What needs to be done: Reproduce all the lines below exactly and omit the images.

Listed entries:
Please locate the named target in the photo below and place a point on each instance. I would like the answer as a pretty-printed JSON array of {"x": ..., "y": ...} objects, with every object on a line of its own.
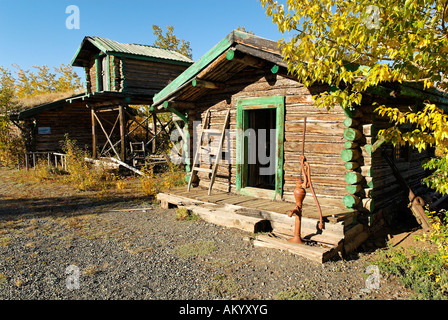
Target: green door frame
[{"x": 244, "y": 105}]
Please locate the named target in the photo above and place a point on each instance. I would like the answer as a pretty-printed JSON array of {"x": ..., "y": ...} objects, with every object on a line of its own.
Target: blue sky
[{"x": 33, "y": 32}]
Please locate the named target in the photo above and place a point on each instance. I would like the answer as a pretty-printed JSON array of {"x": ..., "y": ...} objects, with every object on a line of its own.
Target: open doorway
[
  {"x": 259, "y": 146},
  {"x": 261, "y": 172}
]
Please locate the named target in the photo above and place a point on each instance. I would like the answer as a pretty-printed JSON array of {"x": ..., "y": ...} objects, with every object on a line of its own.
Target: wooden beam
[
  {"x": 238, "y": 56},
  {"x": 110, "y": 134},
  {"x": 105, "y": 133},
  {"x": 198, "y": 83},
  {"x": 154, "y": 123},
  {"x": 177, "y": 105},
  {"x": 94, "y": 155},
  {"x": 122, "y": 134}
]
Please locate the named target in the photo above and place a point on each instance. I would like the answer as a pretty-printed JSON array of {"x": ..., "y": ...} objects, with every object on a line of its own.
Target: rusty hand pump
[{"x": 300, "y": 193}]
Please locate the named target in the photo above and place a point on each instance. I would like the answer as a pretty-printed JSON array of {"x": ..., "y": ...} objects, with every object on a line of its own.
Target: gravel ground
[{"x": 149, "y": 254}]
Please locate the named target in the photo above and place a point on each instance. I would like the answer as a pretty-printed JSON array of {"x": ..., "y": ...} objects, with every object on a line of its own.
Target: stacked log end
[{"x": 356, "y": 155}]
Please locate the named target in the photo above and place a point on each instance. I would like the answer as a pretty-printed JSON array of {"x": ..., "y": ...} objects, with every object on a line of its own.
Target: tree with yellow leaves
[{"x": 387, "y": 41}]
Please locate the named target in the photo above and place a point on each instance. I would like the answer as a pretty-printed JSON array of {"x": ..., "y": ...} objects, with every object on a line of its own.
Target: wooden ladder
[
  {"x": 209, "y": 150},
  {"x": 138, "y": 155}
]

Completed task:
Please locate the named target in the photo below and place a point on each instance. I would like the answer as a pretty-printed JSON array of {"x": ..., "y": ...} objects, with every object on a line of its own.
Target: green door frame
[{"x": 244, "y": 105}]
Please locate the named target in the photo above and place a point on each instance. I would like the answer as a pretty-printed JSON array of {"x": ..., "y": ...} objects, with every object on a line of its own.
Target: blue sky
[{"x": 33, "y": 32}]
Please locate the named target in the photo above and place a point on each instance. I would like the answer as a pretty-printed JSON array of {"x": ..., "y": ...} objects, with every object on a line of its own.
Target: open doorway
[
  {"x": 259, "y": 146},
  {"x": 261, "y": 172}
]
Please locate the named target in the photo above and place a point on each instance. I would like the answer as a pretty-printed JSON array of {"x": ..., "y": ...} objects, with every object on a line of its own.
Target: wooden beam
[
  {"x": 238, "y": 56},
  {"x": 110, "y": 134},
  {"x": 105, "y": 133},
  {"x": 198, "y": 83},
  {"x": 154, "y": 123},
  {"x": 177, "y": 105},
  {"x": 94, "y": 155},
  {"x": 122, "y": 134}
]
Please locate the named target in the photo above and place a point on each instance. I would like the answer as a pretty-printed JSON array of {"x": ..., "y": ...} objects, with every object on a line of its own.
Target: rusty hand pump
[{"x": 300, "y": 193}]
Please locate the named target in the photo above and place a point on each instance. I would like the answer as a pretty-printed JSON array of {"x": ..., "y": ...} objects, with every object on a line of its own.
Target: gravel ground
[{"x": 149, "y": 254}]
Please locate the named target in the photo above and place a point on each instance. I would like the answer as a pretty-printed JSON array of {"x": ..., "y": ...} objects, with every object on a line of its own.
Target: stacked log end
[{"x": 356, "y": 155}]
Please locate the named target in the photo above and place a point on each instance. I would like the answer as a pretty-printed JSON array of {"x": ..., "y": ...} objects, with every object on a line of its own.
Target: tree with yellow leaves
[{"x": 387, "y": 41}]
Please locate the named target in the photo above and place a point on each instance. I would like the answer as a pretty-printed JSON array of {"x": ..., "y": ...} objects, with every object on a line of its own.
Target: wooden ladder
[
  {"x": 209, "y": 150},
  {"x": 138, "y": 155}
]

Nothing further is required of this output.